TASK DETAILS —
Update the Sunday School account by rewriting the stretch from "We finished by" through "when it arrives." with "postcard" changed to "photograph".

GIVEN TEXT —
"""
A couple of months ago I wrote a little about the talk I gave to the Christian Fellowship at the University on peace, and particularly the value of the necessary preparation, not just to be able to talk but to think through the issues as part of my own walk with God.
Well, this morning I was leading the 9-10 year old Sunday School class at Dar es Salaam Pentecostal Church, and the theme was, 'What should we pray for?' Previous experience working with the 5-7 year old group at Holy Trinity, Leicester, is that in preparing for such a class, there are three key questions to ask: firstly, what is the key learning point for me in this session? Secondly, what is the key point or small number of points I am wishing to communicate to the youngsters? And thirdly, how am I going to go about this communication? My own view is that if the first two questions have been thoroughly considered, then answering the third tends to be pretty straightforward, it's easy to succumb to the temptation of going straight to the 'what are we going to do?' question without really considering what we are trying to achieve.
So, preparation was with the help of my study Bible (birthday present just about a year ago, many thanks, Mum and Dad!) in finding a number of passages on prayer, then getting the children working in groups looking up the passages to see what the Bible has to say we should pray for. So, we see examples of praying for peace, for protection, for healing, for strength in our witness, for forgiveness, to know more God's glory, and many others. Have to say, the way the youngsters worked together on this task was quite humbling, really.
After we'd heard from each group I then suggested that it would be really good to pray for James (not his real name) who would be a member of this group except that he's seriously ill at the moment undergoing medical treatment abroad. So we thought back over what we'd learn from the Bible, how can we turn this in to a prayer for James? And then one person from each of the groups prayed.
We finished by starting making cards for cards for James, we'll finish them next week, his father texted me during the week so I can ask him for a postal address to send them to. I made my own example at home, except that when the moment came I couldn't bring myself to draw a picture on the front, so instead stuck on a postcard from London of soldiers outside Buckingham Palace. Somewhat to my surprise one of the boys asked if he could borrow this so that he could copy the picture for his card! Hope it will make sense when it arrives.
"""
Stored data entries:
"""
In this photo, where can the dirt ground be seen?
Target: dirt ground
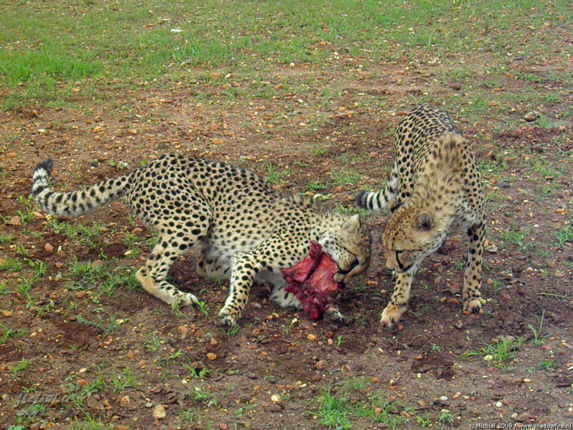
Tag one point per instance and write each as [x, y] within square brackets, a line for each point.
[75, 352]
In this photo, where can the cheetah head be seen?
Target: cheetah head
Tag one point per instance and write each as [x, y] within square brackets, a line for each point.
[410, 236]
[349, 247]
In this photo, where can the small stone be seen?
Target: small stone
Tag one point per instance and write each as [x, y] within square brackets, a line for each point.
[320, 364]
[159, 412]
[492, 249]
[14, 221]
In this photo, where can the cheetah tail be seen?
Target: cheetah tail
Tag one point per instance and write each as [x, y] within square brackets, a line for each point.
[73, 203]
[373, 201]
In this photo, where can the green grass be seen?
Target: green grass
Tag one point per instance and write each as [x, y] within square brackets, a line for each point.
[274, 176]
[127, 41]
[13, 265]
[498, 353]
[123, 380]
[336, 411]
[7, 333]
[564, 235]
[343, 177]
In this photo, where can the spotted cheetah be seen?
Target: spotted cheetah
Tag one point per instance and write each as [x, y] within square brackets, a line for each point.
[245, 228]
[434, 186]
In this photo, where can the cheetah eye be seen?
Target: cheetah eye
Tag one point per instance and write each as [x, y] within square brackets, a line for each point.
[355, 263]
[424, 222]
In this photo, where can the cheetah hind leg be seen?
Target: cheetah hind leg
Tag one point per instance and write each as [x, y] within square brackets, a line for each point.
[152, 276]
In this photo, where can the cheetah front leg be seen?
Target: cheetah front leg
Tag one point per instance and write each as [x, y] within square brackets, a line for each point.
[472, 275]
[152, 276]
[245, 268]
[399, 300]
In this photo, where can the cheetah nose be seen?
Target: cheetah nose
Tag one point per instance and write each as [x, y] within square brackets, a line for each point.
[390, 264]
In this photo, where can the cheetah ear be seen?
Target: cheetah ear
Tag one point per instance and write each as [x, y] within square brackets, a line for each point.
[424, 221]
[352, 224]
"""
"""
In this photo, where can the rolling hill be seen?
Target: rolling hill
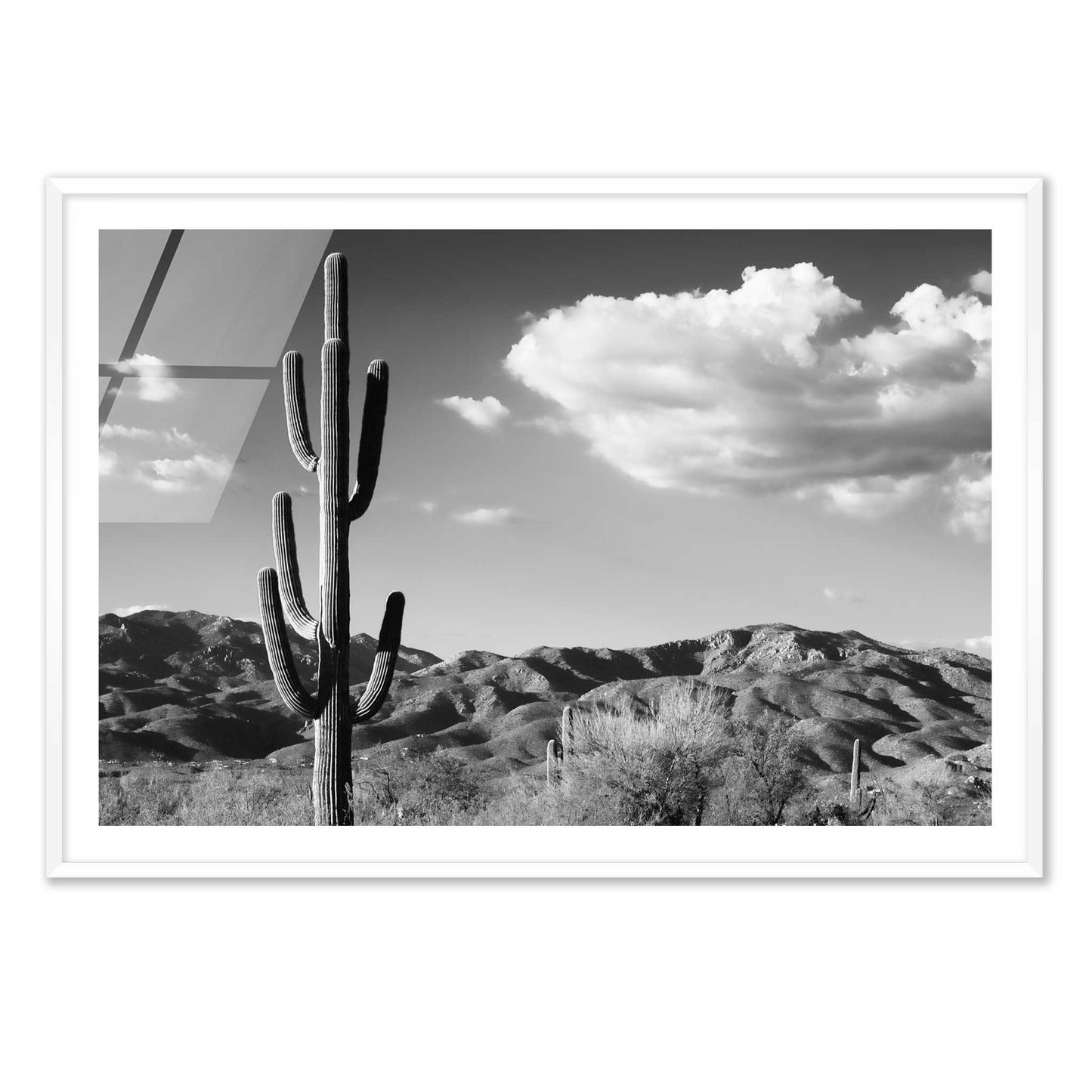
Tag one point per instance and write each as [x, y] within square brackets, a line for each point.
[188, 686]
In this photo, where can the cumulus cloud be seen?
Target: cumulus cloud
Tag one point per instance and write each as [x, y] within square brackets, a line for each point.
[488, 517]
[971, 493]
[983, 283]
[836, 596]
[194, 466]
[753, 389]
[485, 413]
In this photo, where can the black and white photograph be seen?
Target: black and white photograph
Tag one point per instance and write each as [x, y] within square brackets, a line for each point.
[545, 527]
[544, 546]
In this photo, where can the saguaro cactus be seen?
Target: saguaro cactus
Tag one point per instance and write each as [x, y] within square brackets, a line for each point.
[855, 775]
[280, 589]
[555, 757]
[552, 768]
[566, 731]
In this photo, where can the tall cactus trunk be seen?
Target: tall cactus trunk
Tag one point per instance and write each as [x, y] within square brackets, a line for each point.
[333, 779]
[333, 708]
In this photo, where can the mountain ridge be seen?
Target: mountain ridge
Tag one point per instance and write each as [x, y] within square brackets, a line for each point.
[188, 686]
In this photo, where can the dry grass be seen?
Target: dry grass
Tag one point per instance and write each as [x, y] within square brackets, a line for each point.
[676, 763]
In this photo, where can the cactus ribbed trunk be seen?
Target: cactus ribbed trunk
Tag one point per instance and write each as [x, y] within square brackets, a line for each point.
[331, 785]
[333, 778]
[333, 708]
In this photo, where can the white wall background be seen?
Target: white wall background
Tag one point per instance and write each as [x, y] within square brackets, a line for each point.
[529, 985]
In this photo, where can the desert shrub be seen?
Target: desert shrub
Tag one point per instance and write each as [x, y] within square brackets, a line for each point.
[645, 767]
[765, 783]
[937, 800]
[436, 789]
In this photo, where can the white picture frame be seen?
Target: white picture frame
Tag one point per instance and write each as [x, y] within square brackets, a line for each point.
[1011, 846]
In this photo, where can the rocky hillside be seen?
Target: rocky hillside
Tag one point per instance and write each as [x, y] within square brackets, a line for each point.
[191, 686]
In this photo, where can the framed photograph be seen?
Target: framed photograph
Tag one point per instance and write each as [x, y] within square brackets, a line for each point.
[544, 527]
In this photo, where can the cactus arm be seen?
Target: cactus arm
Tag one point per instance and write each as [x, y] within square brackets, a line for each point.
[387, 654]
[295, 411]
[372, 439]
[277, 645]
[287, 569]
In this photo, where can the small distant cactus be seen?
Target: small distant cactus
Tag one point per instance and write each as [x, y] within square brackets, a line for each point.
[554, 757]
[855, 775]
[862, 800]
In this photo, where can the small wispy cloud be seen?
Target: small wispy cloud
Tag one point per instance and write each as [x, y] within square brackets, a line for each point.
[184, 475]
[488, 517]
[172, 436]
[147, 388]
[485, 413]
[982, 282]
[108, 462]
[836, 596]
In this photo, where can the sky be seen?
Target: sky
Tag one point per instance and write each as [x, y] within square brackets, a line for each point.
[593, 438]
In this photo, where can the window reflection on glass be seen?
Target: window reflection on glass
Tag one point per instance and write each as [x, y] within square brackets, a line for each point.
"""
"""
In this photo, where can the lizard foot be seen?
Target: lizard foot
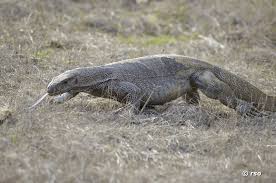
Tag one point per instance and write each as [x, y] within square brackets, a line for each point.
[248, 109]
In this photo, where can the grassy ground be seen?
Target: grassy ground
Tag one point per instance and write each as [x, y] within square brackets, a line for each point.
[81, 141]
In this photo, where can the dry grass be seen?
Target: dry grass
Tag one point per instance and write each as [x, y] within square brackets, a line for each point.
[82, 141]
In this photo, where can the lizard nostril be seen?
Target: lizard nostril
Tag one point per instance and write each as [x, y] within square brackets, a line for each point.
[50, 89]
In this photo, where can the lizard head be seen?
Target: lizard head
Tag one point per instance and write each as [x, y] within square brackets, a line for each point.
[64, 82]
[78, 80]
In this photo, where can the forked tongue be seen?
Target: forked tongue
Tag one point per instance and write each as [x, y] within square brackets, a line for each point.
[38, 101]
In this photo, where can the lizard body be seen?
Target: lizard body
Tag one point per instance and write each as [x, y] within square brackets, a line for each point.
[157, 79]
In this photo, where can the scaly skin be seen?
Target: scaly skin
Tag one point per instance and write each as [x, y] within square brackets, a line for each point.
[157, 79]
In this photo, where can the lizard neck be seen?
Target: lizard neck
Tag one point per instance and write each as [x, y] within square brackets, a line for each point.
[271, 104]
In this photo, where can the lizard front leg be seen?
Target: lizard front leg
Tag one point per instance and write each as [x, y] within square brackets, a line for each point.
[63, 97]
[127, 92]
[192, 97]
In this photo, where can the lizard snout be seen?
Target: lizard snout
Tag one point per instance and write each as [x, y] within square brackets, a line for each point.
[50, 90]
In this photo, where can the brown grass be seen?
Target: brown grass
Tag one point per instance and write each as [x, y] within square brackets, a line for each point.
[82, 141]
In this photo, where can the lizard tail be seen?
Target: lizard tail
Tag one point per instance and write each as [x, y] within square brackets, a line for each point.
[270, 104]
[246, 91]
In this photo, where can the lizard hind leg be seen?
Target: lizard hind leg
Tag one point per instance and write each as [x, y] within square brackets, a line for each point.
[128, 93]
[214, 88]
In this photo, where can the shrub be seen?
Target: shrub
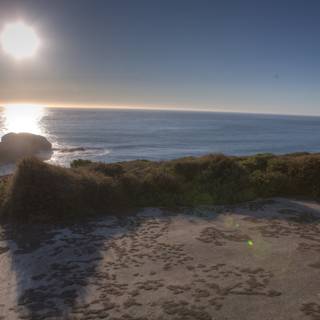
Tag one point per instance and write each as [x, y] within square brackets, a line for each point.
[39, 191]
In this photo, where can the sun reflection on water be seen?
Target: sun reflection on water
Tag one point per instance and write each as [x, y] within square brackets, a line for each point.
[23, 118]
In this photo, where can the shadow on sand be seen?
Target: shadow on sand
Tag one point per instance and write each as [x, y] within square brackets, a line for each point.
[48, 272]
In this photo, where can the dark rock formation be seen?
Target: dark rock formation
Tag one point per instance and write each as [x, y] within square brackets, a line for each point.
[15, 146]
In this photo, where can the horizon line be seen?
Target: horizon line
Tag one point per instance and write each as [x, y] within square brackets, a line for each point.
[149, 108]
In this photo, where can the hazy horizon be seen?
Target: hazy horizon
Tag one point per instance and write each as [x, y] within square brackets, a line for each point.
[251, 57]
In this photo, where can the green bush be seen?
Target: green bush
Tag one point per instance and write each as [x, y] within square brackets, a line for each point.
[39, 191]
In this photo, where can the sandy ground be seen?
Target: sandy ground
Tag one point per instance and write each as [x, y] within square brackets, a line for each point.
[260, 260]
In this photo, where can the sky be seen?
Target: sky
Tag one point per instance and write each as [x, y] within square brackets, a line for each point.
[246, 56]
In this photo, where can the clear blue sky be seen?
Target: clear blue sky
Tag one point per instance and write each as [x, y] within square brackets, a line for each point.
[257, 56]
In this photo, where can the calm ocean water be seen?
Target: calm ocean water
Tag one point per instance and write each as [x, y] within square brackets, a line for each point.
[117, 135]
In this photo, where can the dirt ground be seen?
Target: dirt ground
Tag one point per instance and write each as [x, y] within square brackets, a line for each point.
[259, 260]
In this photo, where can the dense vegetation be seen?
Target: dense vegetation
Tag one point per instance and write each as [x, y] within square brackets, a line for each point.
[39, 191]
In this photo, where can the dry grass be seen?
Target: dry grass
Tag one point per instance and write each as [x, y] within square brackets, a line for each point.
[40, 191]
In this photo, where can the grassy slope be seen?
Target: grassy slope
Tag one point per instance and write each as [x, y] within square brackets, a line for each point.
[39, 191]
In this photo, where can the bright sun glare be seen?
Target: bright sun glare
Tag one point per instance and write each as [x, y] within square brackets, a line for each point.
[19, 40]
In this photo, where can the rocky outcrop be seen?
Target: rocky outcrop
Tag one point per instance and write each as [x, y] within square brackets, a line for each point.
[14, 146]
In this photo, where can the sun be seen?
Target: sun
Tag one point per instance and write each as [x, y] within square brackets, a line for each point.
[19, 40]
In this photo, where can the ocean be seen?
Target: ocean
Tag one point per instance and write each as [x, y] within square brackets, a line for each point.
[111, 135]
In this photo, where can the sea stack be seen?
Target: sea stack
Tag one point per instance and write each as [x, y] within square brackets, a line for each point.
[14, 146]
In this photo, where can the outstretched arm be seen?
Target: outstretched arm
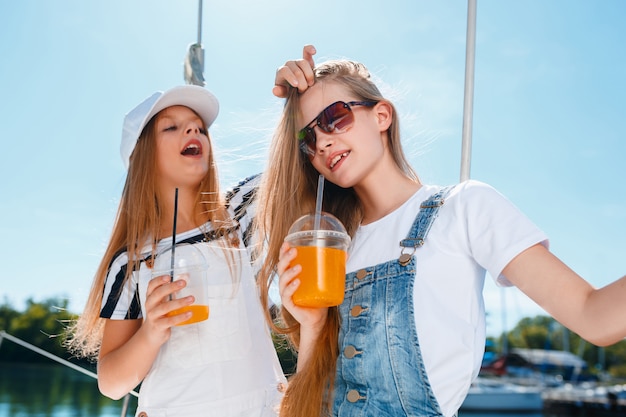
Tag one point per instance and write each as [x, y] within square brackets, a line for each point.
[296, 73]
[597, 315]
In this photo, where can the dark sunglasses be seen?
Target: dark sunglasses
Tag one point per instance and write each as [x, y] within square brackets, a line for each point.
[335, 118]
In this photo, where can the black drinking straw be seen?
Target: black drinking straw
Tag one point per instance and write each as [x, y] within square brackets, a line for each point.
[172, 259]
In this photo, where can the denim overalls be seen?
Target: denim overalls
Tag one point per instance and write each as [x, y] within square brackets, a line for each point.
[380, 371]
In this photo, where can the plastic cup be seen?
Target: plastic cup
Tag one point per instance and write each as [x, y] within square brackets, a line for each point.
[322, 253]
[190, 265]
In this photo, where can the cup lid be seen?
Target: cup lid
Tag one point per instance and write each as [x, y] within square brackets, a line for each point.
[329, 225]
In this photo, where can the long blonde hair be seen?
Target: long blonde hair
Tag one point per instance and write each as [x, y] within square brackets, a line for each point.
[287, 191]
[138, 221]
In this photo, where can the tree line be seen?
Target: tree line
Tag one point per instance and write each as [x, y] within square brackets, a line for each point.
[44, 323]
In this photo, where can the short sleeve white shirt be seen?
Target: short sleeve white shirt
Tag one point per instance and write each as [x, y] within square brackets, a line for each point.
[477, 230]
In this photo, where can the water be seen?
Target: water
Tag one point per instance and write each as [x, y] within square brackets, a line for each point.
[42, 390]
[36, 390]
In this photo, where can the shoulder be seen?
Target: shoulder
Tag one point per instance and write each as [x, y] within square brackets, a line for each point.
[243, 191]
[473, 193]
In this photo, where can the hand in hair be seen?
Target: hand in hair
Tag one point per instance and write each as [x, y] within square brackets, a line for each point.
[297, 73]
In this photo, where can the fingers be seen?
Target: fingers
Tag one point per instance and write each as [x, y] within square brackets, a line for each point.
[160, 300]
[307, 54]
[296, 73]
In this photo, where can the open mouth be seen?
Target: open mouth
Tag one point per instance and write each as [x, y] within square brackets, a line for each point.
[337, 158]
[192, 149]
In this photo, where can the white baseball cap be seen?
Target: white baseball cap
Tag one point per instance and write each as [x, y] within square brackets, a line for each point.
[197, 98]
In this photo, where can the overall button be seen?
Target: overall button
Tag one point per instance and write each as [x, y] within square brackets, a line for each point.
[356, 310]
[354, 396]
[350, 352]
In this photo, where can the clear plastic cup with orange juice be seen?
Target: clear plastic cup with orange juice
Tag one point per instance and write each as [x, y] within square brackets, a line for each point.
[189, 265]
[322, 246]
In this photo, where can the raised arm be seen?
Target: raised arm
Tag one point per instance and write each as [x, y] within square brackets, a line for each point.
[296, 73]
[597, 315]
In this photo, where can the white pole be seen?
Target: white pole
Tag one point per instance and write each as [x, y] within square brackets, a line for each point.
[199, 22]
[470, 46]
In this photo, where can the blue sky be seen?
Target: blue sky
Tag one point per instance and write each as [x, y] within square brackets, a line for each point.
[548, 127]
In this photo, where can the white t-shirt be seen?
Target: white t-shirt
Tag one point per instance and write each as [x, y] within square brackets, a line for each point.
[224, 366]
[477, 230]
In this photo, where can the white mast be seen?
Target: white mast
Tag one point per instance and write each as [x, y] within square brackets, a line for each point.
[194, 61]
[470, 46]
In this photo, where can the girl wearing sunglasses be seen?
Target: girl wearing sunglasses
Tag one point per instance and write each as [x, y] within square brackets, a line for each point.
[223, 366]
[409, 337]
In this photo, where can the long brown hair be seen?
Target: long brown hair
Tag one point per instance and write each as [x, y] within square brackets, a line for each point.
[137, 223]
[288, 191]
"""
RESPONSE TO THE EXERCISE —
We finished by starting making cards for cards for James, we'll finish them next week, his father texted me during the week so I can ask him for a postal address to send them to. I made my own example at home, except that when the moment came I couldn't bring myself to draw a picture on the front, so instead stuck on a photograph from London of soldiers outside Buckingham Palace. Somewhat to my surprise one of the boys asked if he could borrow this so that he could copy the picture for his card! Hope it will make sense when it arrives.